Опубликовано в журнале Иностранная литература, номер 2, 2014
“Интеллектуальная чувственность без берегов”
Владимир Колязин Петер Штайн. Судьба одного театра: в 2 кн. — М.: Дорошев: РОССПЕН, 2012. — Кн. 1: Диалоги о Шаубюне. — 672 с.: илл.
Самое эфемерное из всех искусств — театр. В архивах остаются режиссерские экспликации, декорации и костюмы, мемуары и фотографии, а толку-то? Волшебство театрального зрелища исчезает в тот момент, когда завершен жест и отзвучал голос на сцене. Театральное время всегда — время гибели спектакля: он гибнет с самого первого момента, он движется к концу, непоправимо. А еще ведь спектакль на спектакль не приходится; актер не машина, сегодня получилось, через два дня может не получиться.
Театру нечего завещать вечности, кроме некоторой малости, еще более эфемерной, чем сам театр: зрительской эмпатии, зрительского восприятия, впечатлений, рассказов о спектаклях, которые пронзили, поразили, воодушевили, то есть изменили душу зрителя. Поскольку человек с измененной душой выйдет из зрительного зала, оденется в гардеробе и пойдет в мир немного другим и немного по-другому будет жить, соразмеряя будничный ритм с тем новым, что прорастает внутри него. И потому о театрах, оставивших свой след во многих душах, выпускаются тома исследований; и потому люди покупают толстенные книги, хотя сами никогда не видели ни одного спектакля; они прикасаются к тому наипрочнейшему, что делает целостной нашу внутреннюю жизнь, — к мифу, к легенде, к общечеловеческому, объясняющему нас другим и самим себе.
Вот и книга Владимира Колязина — еще один пример вечно творимой театральной легенды. Мало кто из россиян видел спектакли немецкого театра “Шаубюне ам Халлешен Уфер”, хотя режиссер его, Петер Штайн, ставил спектакли в России и вообще связан с нашей культурой весьма тесно. Но и о нем слышали, увы, далеко не все, пусть это и один из самых значительных театральных режиссеров ушедшего столетия. Однако, как ни парадоксально, у книги В. Колязина читатель будет, хотя, казалось бы, никакая литературная обработка не в состоянии воспроизвести чудо спектакля, вызвать ощущение контакта с живым человеком, с актером, выходящим в мир с единственной правдой — образа, эстетики, вымысла.
“Шаубюне” просуществовал около двух десятилетий. Его работа началась со спектакля “Мать” (пьеса Б. Брехта по роману М. Горького), сыгранного 8 октября 1970 года. Последний спектакль Штайна в качестве руководителя театра вышел 4 ноября 1984 года, а последний вообще, в качестве приглашенного режиссера, — 12 апреля 1990 года. Двадцать пять постановок за двадцать лет.

Условие задачи. Пожалуйста, перепишите фрагмент рецензии от слов "Владимир Колязин Петер" до слов "может не получиться." включительно, подставив "П. Штайн" вместо "Петер Штайн". Отвечать следует, опираясь только на рецензию.

Исходные данные.
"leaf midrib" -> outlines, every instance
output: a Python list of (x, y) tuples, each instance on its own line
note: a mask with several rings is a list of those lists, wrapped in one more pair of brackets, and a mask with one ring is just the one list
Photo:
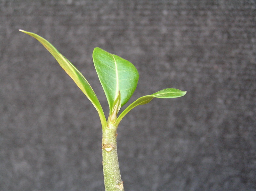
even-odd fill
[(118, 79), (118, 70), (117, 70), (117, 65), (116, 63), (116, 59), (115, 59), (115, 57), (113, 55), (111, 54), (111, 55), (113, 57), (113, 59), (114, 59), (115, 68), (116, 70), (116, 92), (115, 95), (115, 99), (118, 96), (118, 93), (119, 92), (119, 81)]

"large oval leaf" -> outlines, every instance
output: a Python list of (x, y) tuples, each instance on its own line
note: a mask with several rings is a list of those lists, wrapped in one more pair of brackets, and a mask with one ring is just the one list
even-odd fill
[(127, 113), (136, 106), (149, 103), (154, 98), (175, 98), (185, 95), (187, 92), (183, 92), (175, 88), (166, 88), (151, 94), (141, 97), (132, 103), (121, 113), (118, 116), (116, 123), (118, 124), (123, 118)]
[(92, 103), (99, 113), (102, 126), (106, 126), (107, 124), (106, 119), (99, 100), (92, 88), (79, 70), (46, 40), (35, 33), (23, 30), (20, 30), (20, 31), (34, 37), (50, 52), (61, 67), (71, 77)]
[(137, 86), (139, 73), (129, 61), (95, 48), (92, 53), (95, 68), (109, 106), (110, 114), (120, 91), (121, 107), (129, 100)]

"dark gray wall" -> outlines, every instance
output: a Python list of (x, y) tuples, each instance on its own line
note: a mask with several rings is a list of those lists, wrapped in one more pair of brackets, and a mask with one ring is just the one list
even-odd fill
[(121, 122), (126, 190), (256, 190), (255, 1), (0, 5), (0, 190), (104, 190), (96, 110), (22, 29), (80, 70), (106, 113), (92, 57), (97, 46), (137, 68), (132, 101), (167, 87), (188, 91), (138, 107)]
...
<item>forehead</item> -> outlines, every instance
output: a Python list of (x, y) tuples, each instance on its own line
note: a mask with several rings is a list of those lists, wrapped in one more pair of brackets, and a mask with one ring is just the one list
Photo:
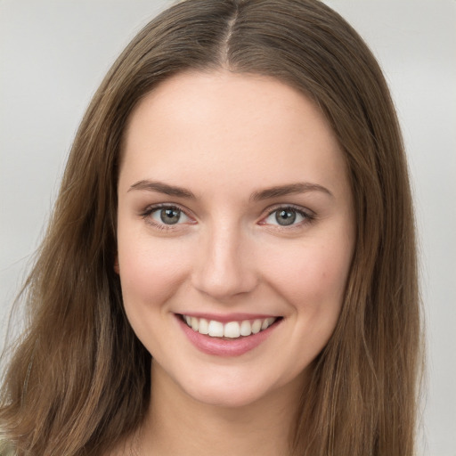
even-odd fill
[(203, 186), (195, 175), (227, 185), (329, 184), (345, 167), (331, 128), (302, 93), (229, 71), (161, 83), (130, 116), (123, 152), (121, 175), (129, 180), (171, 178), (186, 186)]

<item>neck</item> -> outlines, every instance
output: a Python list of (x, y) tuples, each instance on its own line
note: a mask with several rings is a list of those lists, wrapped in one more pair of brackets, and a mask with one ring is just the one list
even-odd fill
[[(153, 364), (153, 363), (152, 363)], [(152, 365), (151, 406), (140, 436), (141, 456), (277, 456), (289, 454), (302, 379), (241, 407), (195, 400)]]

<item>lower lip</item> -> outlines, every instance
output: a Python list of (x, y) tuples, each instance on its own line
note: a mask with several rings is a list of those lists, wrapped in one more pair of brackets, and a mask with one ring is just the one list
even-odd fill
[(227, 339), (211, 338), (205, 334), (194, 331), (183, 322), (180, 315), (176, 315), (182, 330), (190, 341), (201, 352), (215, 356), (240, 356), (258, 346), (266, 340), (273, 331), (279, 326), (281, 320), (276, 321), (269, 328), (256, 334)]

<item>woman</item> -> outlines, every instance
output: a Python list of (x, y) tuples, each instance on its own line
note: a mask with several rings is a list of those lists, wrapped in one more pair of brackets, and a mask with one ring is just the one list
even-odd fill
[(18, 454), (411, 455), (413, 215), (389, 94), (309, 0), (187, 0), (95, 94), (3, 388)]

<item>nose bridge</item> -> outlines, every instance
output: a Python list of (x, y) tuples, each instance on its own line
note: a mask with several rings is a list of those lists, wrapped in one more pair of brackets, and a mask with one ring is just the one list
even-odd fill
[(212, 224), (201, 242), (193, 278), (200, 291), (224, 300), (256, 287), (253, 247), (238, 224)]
--
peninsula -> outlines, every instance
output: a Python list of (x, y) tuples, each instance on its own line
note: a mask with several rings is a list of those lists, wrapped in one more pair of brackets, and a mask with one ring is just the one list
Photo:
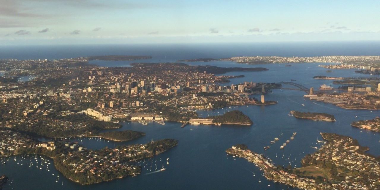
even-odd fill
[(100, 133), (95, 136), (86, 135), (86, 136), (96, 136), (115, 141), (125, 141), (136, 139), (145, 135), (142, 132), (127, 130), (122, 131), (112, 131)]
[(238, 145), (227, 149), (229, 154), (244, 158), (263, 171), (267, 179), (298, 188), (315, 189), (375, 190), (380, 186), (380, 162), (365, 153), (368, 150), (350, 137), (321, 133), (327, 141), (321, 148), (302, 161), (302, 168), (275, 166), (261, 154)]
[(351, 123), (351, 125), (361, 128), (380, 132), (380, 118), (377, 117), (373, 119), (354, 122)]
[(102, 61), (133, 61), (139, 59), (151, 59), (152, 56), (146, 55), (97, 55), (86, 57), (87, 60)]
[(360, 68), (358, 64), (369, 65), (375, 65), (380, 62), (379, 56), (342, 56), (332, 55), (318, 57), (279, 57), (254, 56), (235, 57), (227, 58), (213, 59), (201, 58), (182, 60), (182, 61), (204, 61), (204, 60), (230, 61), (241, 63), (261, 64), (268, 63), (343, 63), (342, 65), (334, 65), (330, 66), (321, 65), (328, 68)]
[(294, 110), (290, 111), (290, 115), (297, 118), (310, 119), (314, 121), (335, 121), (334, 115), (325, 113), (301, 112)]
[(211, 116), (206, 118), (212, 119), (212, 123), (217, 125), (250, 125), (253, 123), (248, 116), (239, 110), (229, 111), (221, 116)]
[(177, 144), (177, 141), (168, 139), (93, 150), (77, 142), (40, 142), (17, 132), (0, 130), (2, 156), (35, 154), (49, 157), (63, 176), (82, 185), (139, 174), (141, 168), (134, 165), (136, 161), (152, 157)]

Ответ ниже.
Владимир Колязин П. Штайн. Судьба одного театра: в 2 кн. — М.: Дорошев: РОССПЕН, 2012. — Кн. 1: Диалоги о Шаубюне. — 672 с.: илл.
Самое эфемерное из всех искусств — театр. В архивах остаются режиссерские экспликации, декорации и костюмы, мемуары и фотографии, а толку-то? Волшебство театрального зрелища исчезает в тот момент, когда завершен жест и отзвучал голос на сцене. Театральное время всегда — время гибели спектакля: он гибнет с самого первого момента, он движется к концу, непоправимо. А еще ведь спектакль на спектакль не приходится; актер не машина, сегодня получилось, через два дня может не получиться.